[Start EXTRACTED TEXT]

Here is a link to my Monday column about the Niners. The full text runs below:

SANTA CLARA

The finest moment for me in Sunday’s exhibition game between the 49ers and Cowboys was that once-in-a-lifetime play when Niners quarterback Colin Kaepernick threw caution to the wind and scorched a 90-yard touchdown pass to wide receiver Torrey Smith. Finally, Kaepernick and Smith had made that all-important quarterback-receiver connection a team strives for in the preseason.

The pass itself didn’t travel 90 yards. I’m not saying it did. It went 50 yards, a rocket. Kaepernick dropped back near his 10-yard line, surveyed the field like a surveyor, bravely dodged the pass rush of snarling Dallas defensive linemen and linebackers, slid nimbly to his right, went through his progressions one two three like a metronome, and threw a high spiral, a work of art that arched over the heads of two helpless defensive backs and led Smith perfectly.

Smith caught the ball in his outstretched hands and, like a ballet dancer, pranced 40 yards into the end zone. He and Kaepernick waved gleefully to each other across the long green swath of Levi’s Stadium grass. And you just knew they had become a combo, were as inseparable as pork and beans. You just knew the phrase “Kaepernick to Smith, touchdown!” would reverberate through Niners lore like Montana to Rice.

Then I woke up, smacked myself in the head, grabbed a cup of joe and came to terms with reality to the extent that exhibition games approximate reality, and admitted to myself that 90-yard touchdown pass never happened.

Gazing firmly at reality, I concluded this. The 49ers running game looked good, and Carlos Hyde is very good. The Niners run defense looked good. Welcome back, NaVorro Bowman. But that thing between Kaepernick and Smith, that essential chemistry, is still hibernating in a test tube in coach Jim Tomsula’s office.

In the 49ers first offensive series, Kaepernick led a nice 13-play drive that ended in a field goal as opposed to, say, a touchdown. Hyde greatly aided Kaepernick with his running. In the first 11 plays of the drive, Kaepernick threw no times to Smith. Smith lined up on the right side and ran forward at the snap. Ran toward nothing in particular.

[End EXTRACTED TEXT]
[Start DATA PROVIDED]

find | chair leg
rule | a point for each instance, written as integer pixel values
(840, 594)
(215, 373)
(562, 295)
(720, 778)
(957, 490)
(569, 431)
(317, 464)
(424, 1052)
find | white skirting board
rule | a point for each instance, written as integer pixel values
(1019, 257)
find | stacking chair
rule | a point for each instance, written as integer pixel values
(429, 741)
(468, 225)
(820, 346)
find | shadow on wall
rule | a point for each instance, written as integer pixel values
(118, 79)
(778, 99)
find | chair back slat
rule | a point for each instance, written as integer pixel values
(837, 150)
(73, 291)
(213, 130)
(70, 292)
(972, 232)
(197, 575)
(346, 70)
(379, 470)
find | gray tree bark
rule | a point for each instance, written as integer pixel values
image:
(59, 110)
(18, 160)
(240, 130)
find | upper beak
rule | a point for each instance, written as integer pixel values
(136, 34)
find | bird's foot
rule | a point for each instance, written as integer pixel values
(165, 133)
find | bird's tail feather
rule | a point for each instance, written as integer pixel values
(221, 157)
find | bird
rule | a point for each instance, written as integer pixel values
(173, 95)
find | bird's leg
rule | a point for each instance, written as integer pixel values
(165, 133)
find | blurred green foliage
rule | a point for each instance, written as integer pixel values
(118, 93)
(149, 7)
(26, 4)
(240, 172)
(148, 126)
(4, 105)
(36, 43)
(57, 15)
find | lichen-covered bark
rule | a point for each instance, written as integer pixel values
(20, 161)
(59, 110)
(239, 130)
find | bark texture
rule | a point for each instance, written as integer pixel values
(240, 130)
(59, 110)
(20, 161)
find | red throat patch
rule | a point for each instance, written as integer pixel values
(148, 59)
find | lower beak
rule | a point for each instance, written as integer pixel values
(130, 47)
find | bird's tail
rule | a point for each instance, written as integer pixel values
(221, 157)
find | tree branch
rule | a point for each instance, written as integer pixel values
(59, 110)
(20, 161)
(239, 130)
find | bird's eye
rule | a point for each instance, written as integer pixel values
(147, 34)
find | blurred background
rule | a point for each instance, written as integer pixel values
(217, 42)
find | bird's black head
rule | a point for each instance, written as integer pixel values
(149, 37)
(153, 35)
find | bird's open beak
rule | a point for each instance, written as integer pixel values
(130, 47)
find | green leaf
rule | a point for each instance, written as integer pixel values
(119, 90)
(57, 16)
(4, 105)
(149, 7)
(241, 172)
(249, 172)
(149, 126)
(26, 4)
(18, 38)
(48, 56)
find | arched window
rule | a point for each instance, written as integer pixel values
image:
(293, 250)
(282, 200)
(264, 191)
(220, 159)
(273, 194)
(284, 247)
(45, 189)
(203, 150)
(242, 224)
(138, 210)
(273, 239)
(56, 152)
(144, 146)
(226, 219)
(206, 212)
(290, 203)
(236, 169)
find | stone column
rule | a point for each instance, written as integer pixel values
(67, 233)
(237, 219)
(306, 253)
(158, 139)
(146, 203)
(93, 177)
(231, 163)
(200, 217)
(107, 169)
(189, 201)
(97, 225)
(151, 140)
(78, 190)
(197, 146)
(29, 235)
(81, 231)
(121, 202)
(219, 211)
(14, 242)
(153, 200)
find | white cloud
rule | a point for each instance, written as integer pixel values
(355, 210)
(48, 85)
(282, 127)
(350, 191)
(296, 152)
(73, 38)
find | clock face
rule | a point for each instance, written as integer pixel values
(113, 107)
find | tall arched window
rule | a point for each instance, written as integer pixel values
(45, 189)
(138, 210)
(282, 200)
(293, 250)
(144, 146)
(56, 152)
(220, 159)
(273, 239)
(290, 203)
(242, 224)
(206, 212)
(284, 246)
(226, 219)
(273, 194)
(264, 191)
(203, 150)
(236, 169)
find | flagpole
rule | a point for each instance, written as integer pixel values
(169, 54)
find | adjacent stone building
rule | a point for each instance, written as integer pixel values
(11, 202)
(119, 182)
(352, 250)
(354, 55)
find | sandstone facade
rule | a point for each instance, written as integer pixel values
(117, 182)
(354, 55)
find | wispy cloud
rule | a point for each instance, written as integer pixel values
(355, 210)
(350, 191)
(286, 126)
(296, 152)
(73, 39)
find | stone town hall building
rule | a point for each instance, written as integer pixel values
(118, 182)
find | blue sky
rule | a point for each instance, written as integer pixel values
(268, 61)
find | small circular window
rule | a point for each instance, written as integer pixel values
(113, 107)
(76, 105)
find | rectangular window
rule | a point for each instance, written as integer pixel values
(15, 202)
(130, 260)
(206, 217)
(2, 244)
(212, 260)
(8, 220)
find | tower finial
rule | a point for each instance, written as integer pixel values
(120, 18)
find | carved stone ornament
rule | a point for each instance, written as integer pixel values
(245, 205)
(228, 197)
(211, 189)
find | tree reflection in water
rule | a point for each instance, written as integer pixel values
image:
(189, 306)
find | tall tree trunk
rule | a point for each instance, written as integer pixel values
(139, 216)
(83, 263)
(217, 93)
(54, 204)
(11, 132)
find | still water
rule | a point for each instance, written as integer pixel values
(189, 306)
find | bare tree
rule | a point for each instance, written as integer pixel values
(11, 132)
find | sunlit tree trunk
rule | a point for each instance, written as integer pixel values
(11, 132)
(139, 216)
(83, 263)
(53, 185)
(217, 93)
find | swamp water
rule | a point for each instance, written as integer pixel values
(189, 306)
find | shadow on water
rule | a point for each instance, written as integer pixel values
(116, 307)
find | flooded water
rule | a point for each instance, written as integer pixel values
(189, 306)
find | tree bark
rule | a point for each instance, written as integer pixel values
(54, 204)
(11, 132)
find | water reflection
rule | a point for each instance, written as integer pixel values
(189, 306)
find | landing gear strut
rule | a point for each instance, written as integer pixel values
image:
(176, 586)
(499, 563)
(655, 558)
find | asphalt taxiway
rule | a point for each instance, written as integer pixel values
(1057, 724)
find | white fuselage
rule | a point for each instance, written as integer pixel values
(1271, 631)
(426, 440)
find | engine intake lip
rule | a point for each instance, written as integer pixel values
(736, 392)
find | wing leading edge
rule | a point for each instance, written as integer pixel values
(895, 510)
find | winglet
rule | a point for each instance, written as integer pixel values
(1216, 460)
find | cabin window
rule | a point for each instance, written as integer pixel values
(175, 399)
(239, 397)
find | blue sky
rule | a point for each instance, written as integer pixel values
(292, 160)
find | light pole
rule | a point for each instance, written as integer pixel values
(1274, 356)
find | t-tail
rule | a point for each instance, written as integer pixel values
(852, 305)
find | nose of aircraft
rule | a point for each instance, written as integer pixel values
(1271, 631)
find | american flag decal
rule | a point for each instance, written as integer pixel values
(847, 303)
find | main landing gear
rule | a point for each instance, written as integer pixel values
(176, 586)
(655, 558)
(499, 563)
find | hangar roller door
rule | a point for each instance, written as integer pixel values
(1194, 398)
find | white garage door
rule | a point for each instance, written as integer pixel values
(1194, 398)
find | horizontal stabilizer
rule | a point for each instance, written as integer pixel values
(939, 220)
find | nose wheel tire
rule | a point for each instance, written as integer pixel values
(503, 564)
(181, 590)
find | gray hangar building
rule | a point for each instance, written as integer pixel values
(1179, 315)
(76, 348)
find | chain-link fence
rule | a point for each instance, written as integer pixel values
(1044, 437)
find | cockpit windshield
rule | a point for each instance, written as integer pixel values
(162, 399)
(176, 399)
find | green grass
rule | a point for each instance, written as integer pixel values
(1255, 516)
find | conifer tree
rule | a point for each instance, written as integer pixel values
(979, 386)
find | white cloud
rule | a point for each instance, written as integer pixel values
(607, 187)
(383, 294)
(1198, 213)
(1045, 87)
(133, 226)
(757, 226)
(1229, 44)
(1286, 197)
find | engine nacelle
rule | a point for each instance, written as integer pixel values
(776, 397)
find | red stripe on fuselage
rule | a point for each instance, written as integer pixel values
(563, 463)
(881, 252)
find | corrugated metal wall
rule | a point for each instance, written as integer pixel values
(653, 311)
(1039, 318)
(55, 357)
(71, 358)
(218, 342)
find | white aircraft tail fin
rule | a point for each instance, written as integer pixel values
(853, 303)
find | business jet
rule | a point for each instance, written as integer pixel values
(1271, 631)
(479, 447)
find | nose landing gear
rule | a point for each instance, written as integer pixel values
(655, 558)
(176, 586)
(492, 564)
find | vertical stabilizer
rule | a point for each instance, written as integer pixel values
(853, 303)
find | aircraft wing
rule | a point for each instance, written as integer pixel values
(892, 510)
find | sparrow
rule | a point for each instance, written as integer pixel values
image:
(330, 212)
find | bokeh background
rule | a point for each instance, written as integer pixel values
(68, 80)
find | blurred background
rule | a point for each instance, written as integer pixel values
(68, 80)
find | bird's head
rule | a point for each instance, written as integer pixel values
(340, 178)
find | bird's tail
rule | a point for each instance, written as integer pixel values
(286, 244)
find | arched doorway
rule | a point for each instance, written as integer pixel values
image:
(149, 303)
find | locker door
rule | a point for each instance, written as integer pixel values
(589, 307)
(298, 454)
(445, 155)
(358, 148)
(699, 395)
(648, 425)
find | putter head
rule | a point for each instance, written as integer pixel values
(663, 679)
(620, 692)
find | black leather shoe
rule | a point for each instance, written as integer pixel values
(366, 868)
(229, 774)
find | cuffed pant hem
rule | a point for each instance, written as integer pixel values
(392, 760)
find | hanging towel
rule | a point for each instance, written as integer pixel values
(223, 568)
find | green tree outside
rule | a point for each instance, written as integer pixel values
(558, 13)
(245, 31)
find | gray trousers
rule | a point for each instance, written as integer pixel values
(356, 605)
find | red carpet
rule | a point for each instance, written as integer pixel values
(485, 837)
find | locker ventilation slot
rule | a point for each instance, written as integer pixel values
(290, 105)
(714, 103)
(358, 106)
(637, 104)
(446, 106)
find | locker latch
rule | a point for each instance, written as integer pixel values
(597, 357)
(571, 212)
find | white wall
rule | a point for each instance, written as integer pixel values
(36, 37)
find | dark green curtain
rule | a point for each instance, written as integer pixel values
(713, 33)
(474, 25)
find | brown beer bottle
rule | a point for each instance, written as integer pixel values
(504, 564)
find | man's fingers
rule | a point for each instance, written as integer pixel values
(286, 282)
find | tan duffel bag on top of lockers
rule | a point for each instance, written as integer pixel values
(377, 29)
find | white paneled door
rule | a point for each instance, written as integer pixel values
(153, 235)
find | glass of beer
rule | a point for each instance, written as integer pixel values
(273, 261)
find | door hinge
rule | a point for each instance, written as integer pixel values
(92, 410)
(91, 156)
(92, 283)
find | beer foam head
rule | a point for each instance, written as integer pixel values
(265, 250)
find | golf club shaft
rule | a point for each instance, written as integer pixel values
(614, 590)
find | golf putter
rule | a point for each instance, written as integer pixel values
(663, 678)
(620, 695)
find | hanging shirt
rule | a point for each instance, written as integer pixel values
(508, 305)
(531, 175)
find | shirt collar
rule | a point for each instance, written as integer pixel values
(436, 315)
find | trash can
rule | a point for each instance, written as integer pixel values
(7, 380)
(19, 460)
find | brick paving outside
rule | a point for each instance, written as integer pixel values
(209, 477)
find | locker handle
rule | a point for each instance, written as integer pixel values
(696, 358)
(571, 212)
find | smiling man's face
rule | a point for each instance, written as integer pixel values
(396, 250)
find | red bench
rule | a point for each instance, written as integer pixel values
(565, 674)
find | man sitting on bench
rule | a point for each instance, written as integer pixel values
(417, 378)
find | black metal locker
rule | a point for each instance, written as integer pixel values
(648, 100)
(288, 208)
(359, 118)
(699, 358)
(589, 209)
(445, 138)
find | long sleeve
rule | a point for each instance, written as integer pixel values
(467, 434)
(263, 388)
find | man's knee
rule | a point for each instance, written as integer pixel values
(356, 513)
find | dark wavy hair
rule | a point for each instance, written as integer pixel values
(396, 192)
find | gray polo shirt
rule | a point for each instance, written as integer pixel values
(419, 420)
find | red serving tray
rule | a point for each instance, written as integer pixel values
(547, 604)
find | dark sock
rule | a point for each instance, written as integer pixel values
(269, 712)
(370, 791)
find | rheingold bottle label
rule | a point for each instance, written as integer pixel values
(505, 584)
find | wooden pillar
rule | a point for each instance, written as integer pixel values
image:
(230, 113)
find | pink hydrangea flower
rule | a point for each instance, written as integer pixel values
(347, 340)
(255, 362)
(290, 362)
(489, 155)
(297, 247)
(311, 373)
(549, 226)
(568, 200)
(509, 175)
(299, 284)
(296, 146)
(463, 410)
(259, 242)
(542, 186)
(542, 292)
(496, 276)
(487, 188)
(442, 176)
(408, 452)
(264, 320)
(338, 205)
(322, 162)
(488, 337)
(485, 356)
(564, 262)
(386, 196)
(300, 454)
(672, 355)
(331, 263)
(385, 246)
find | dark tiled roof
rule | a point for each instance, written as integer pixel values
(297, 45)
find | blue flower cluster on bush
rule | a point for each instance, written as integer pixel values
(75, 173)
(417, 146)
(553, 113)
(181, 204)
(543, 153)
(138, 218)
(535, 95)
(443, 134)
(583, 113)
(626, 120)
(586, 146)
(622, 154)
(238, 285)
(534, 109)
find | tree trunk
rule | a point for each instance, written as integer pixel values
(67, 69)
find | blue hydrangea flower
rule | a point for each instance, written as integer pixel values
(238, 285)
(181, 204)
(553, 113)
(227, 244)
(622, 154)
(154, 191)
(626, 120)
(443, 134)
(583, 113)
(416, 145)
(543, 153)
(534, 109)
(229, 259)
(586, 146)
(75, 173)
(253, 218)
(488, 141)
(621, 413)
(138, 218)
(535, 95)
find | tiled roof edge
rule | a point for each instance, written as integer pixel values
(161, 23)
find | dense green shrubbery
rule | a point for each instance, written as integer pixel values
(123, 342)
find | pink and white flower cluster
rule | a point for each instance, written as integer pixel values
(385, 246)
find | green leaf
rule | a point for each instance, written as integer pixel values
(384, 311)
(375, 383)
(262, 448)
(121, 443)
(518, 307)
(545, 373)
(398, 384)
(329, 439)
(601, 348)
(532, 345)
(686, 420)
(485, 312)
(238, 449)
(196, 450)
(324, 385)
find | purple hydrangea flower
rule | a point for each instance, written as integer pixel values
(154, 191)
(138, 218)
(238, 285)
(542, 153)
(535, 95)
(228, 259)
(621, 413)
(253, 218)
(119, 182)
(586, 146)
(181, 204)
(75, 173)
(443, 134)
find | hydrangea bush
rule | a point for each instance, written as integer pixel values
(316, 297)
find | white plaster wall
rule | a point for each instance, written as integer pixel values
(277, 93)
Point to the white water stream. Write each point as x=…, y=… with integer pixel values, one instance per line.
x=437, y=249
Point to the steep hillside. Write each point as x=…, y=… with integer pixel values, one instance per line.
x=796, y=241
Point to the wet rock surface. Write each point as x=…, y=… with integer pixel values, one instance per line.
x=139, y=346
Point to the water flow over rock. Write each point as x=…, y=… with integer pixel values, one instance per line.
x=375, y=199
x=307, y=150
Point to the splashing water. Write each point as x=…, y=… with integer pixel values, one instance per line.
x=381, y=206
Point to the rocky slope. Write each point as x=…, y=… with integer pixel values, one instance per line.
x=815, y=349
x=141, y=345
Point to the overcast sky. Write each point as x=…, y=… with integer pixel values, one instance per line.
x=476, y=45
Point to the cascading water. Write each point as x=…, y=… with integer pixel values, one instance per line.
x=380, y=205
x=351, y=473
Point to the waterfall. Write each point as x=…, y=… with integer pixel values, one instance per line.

[End DATA PROVIDED]

**EXERCISES:**
**a.** From the 49ers column, reproduce word for word the part that opens with the words containing "In the 49ers" and closes with "nothing in particular.".
**b.** Answer these questions about the 49ers column:
(i) How many plays were in the 49ers' first offensive series, and how did it end?
(ii) Which defensive player does the writer welcome back?
(iii) In the play the writer later admits never happened, how far did the pass itself travel?
**c.** Pick up the 49ers column right after its last sentence and keep writing.

**ANSWERS:**
**a.**
In the 49ers first offensive series, Kaepernick led a nice 13-play drive that ended in a field goal as opposed to, say, a touchdown. Hyde greatly aided Kaepernick with his running. In the first 11 plays of the drive, Kaepernick threw no times to Smith. Smith lined up on the right side and ran forward at the snap. Ran toward nothing in particular.

**b.**
(i) 13 plays, ending in a field goal.
(ii) NaVorro Bowman.
(iii) 50 yards.

**c.**
But, OK, on play No. 12 — third-and-goal from the 7 — Smith dashed to the back right corner of the end zone. Kaepernick put Smith in his sites and threw a rope. But Smith didn’t catch it. He had the ball briefly in his hands before it fell to the ground out of bounds. I’m not blaming Kaepernick. I’m not blaming Smith. The Cowboys’ Corey White hit the ball and broke up the pass.

I’m saying the 49ers went for it between Kaepernick and Smith. They didn’t go for it long where they should have been going for it, at least some of the time. But even though they went for it short, they still went for it. Unfortunately, they did not get it. That’s the essential point. They did not get it.

Here is Jim Tomsula on that pass: “The defender did a nice job. I thought the ball was put in a good spot. It was in a good place where it was going to be a catch or it was going to fall incomplete. I thought he put it in the right place. I thought it was a great effort to catch the ball. So, I thought it was a good play.”

Except it wasn’t.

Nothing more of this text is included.